▶ EXERCISE DATA:
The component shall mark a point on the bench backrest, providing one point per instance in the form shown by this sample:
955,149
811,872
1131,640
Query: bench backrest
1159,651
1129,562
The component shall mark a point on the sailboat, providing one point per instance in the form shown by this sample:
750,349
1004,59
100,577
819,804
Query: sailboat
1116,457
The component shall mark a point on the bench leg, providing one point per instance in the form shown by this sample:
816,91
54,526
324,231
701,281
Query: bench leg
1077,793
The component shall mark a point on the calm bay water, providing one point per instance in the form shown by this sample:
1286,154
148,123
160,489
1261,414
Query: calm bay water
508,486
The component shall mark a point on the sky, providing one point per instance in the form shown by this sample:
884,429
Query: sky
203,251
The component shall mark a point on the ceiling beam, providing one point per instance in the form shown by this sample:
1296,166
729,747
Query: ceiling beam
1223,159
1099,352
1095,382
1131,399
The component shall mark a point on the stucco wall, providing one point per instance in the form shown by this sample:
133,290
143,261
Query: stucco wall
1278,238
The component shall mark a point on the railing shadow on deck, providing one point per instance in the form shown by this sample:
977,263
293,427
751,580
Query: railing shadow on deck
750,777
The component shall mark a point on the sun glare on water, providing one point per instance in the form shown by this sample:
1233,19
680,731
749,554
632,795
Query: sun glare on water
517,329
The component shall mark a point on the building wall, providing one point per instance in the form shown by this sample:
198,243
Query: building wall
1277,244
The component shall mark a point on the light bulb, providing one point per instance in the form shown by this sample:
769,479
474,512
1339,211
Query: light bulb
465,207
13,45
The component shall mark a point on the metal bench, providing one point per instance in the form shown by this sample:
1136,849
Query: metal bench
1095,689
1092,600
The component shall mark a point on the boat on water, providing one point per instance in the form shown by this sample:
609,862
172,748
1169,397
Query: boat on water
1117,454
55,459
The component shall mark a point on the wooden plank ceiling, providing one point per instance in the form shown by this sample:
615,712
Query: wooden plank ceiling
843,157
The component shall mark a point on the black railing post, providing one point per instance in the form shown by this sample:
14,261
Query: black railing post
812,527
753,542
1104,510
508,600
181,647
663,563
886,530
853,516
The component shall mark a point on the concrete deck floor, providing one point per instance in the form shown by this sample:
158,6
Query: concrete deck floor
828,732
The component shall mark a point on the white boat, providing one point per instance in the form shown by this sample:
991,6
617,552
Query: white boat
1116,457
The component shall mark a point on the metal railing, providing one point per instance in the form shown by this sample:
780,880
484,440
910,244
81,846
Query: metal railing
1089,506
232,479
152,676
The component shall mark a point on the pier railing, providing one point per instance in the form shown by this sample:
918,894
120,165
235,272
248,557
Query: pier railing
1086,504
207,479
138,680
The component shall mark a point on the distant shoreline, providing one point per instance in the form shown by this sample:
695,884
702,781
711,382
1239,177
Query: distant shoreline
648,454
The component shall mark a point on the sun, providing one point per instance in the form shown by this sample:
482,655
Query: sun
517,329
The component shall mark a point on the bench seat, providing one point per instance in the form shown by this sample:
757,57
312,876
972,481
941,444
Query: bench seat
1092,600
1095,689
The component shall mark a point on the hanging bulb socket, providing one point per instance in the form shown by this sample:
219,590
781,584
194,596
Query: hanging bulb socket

▶ STATED EXERCISE:
Quote all of the entries exactly as they appear.

▶ FINAL RESULT:
The component shall mark a point on the bench backrest, providing one point per instance in the form shown by this sample:
955,149
811,872
1131,640
Query: bench backrest
1159,651
1129,562
The component shall mark a point on the sailboat, providing one point per instance in the form shown by this sample:
750,349
1004,59
100,577
819,804
Query: sailboat
1116,457
The component shall mark a point on the bench leg, providing one point per instance in the form shown by this sample:
816,91
54,526
324,231
701,281
Query: bench leg
1077,793
The component shall mark a point on the calm bay water, providing one point per instance in the form shown by this sample:
1286,154
148,123
160,489
1261,414
Query: calm bay water
508,486
The component shall mark a point on the sky, providing one point per instance in the form shown by this sample:
884,429
Query: sky
203,251
The component shall mark a point on the ceiling beam, providing one point per instance in the form shown by this sample:
1296,166
729,747
Query: ceiling beam
1223,159
1099,352
1095,382
1131,399
The component shall mark a point on the stucco wall, providing one point per instance in the form shown by this sample:
133,290
143,261
Query: stucco wall
1278,238
The component shall mark a point on the railing shadow on deck, providing one point per instance in the form shown by this sample:
977,263
293,427
751,580
Query: railing shadow on deck
750,777
The component shall mark a point on the sun glare on water, providing one point per instance in the form shown by this sample:
1233,19
680,731
749,554
632,795
Query: sun glare on water
517,329
The component shall mark a point on the building wall, providing one point per instance in the form shown by this sample:
198,243
Query: building wall
1277,244
The component shall mark a point on the light bulb, providing one point per instance in the form shown by this sample:
769,479
474,512
1339,211
Query: light bulb
465,207
13,45
The component shall mark a point on the metal bench, providing one point per instance in the form shown by this sample:
1136,849
Query: metal bench
1095,689
1092,600
The component shall mark a point on the boat on water, providing one point per instance in the form shown by this sample:
609,862
172,748
1169,397
Query: boat on water
1117,454
55,459
The component shall mark a point on the wooden plank ceiling, providing one point per instance in the form shown by this sample:
615,712
Query: wooden plank ceiling
843,157
The component shall mark a point on the black railing post, providing one point per instance in the form shown by this sample:
14,261
Query: black railing post
812,527
753,542
1104,510
508,600
181,647
663,563
886,530
853,516
The component shall mark a point on the concrete deck floor, providing one point per instance in the form shown by this sample:
158,6
Query: concrete deck floor
828,732
The component shall mark a point on the white boat, providing one point per instance in the form shown by this sample:
991,6
617,552
Query: white boat
1116,457
The component shall mark a point on the metal railing, providing one point per instance in the form shown by this sample:
780,880
484,440
910,244
81,846
Query: metal railing
1089,506
232,479
152,676
The component shall mark a point on the pier railing, providing one point per instance in the form shown by this sample:
918,894
120,165
235,272
248,557
Query: pier railing
1086,504
207,479
138,680
The component shall mark a point on the distant shoreline, providing one point per instance in the form shown by this sample:
695,884
702,781
711,382
1239,177
Query: distant shoreline
648,454
The component shall mark a point on the sun, providing one point per instance in the form shown by this sample:
482,655
Query: sun
517,329
The component shall mark a point on the bench seat, providing one point per instance in the form shown by this sample:
757,57
312,876
972,481
941,444
Query: bench seat
1092,600
1095,689
The component shall mark a point on the hanging bulb socket, providing one point per instance in the form shown by this sample:
219,590
781,584
194,596
Query: hanging bulb socket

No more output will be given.